== DOCUMENT PASSAGE ==
----------
I guess it's good to soak up whats around you, while it is. Each day presents us different scenes - different things to observe, learn from, and hold on to. Today, I'll hold on to these memories. For now, I should go look over my Political Science review though. I think I'll change location for that. Soak up my surroundings somewhere else.

God is the great artist, His masterpieces are everywhere we are. Look for them, and enjoy His details.
Be blessed today!
Grace

Saturday, December 3, 2011

Here's what I'll miss about being in Huntsville...

I'll start by saying that I am looking forward to transferring to Texas State so much. I know it's going to be a great opportunity and experience. Lately though, it has hit me that I will be leaving Huntsville in a few days short of two weeks and there are many great things that I will miss when I'm gone...

1. I'll miss the tall pine trees. Growing up in the Austin area/Hill Country, there weren't "piney woods". There are oak and cedar trees there. I remember falling in love with the tall, beautiful pine trees that thrive in this area of Texas the first time I took a trip to Sam Houston to visit.

2. I will miss the relationships, people and events that happened at the Episcopal Student Center here on campus. I can not begin to express how thankful I am for the great people and memories I have shared there this semester. I sincerely regret not being more involved at the ESC during my Freshman year. Our cooking experiments, late nights hanging out at the ESC (talking about everything under the sun), staying up until 4am when the Donut Wheel opened, me loosing my keys and having to search every corner of the town just to end up finding them in the couch cushion the next morning, the dedication to the center from Rosemary, Bob, Jim and Mary, the Eucharist services on Wednesday evenings (and our terribly contagious giggle fits), Thursday game nights, post-it noting.... cars? (I didn't just admit to that. Covey, if you stumble upon this post, I don't know what happened to your truck.. it couldn't have been us.) The list goes on... I will cherish the friends I made at the ESC this semester and miss them immensely.

3. I will miss the friends I made in the Bearkat Learning Community during my Freshman year. Our family dinners were always something to laugh about. Rides in the Grace-mobile, field trips to WalMart and Target and Jennifer's routine in the car (A/C, radio, doors locked...). I am so lucky to have been in an environment that fostered friendships during my first year at SHSU. Jen, Katie, Olga, Carolanne, Charnise, Whitney... I'm looking forward to our "Last Supper" later this week.

4. Finally, I'll miss the fact that I had to go through College Station to get to and from school/home. This gave me an excuse to see my Aggie friends. They know who they are and how much they mean to me. I'll miss being able to stop and have Spoons or coffee on my way through Aggieland.

I'm sure as I become settled at Texas State in January, I'll realize that there are more things that I miss about Sam Houston than just this. For now, this is what I anticipate. I am looking forward to great new experiences in San Marcos and I am blessed to have such supportive friends and family to help along the way.

Anticipating change,
Grace

Remembering to...

Today, I choose to remember and thank God for the blessings in my life and the fact that they outweigh any struggles that try to bring me down. Yes, thats really tough to do sometimes. Sometimes I just want to curl up and cry. I must remember that my strength is in Him, my creator, though. But I must admit, sometimes I DO curl up and cry. Only for a bit. Then I pick myself up and move on...

I'm learning to put my trust in the Lord and lean on him more than I lean on my own understanding. It is so much easier said than done. Oh well, I'm learning.

Basically, the last few days have been emotionally exhausting to me and I just need to remember to hold on for the bumpy ride and trust that there will be smooth pavement ahead.

This post isn't organized, there are probably typos, and I'm not looking to be published. I just needed to "word vomit". So, thanks for listening... I suppose.

I humbly ask that you pray for me where you see fit.
----------
== INFORMATION ==
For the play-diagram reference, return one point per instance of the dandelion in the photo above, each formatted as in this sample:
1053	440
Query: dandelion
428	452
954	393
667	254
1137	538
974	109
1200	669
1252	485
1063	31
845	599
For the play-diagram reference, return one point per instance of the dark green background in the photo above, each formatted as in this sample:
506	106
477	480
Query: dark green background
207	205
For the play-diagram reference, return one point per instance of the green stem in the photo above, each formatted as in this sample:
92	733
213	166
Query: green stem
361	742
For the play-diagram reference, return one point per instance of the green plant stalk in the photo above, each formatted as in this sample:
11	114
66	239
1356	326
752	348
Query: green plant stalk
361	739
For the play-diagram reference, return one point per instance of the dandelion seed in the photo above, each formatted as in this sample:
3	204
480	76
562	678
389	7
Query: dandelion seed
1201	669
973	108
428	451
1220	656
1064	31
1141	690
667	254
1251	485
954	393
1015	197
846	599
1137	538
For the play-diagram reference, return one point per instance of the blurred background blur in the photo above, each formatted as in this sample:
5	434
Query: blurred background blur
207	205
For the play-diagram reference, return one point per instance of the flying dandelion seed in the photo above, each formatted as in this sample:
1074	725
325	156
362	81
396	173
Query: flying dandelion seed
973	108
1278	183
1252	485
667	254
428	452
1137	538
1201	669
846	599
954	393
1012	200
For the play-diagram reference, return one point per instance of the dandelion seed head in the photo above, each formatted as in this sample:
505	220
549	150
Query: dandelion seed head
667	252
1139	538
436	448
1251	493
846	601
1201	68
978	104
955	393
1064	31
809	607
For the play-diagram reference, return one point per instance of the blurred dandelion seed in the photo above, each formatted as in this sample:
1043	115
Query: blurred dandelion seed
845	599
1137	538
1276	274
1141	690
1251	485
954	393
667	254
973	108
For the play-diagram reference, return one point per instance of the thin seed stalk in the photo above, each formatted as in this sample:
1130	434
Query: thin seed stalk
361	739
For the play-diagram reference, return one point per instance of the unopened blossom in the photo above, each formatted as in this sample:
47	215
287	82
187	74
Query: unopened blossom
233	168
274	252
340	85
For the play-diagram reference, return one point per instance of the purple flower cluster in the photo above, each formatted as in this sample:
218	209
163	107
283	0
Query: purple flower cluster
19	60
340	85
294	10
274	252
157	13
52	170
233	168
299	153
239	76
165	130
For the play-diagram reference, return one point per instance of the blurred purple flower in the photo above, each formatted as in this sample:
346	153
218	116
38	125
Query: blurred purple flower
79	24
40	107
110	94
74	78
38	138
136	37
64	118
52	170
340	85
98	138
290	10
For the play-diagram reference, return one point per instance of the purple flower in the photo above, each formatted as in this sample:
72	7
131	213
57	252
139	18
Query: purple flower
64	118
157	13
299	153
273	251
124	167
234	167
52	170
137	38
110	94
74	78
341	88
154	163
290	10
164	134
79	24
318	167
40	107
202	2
----------
== EXERCISES ==
a) In the blog excerpt, which university is the writer transferring to?
b) Rewrite the stretch of the blog excerpt from "3. I will miss" through "later this week.", replacing "family dinners" with "group dinners".
c) Summarize the blog excerpt in three sentences.

== WRITTEN RESPONSES ==
a) Texas State.

b)
3. I will miss the friends I made in the Bearkat Learning Community during my Freshman year. Our group dinners were always something to laugh about. Rides in the Grace-mobile, field trips to WalMart and Target and Jennifer's routine in the car (A/C, radio, doors locked...). I am so lucky to have been in an environment that fostered friendships during my first year at SHSU. Jen, Katie, Olga, Carolanne, Charnise, Whitney... I'm looking forward to our "Last Supper" later this week.

c) The writer reflects on taking in the surroundings each day and calls God the great artist whose masterpieces are everywhere. In a post dated December 3, 2011, the writer looks forward to transferring to Texas State but lists what will be missed about Huntsville: the tall pine trees, the people at the Episcopal Student Center, friends from the Bearkat Learning Community, and trips through College Station to see Aggie friends. In another post, the writer describes the last few days as emotionally exhausting, chooses to thank God for blessings that outweigh the struggles, and asks readers for prayer.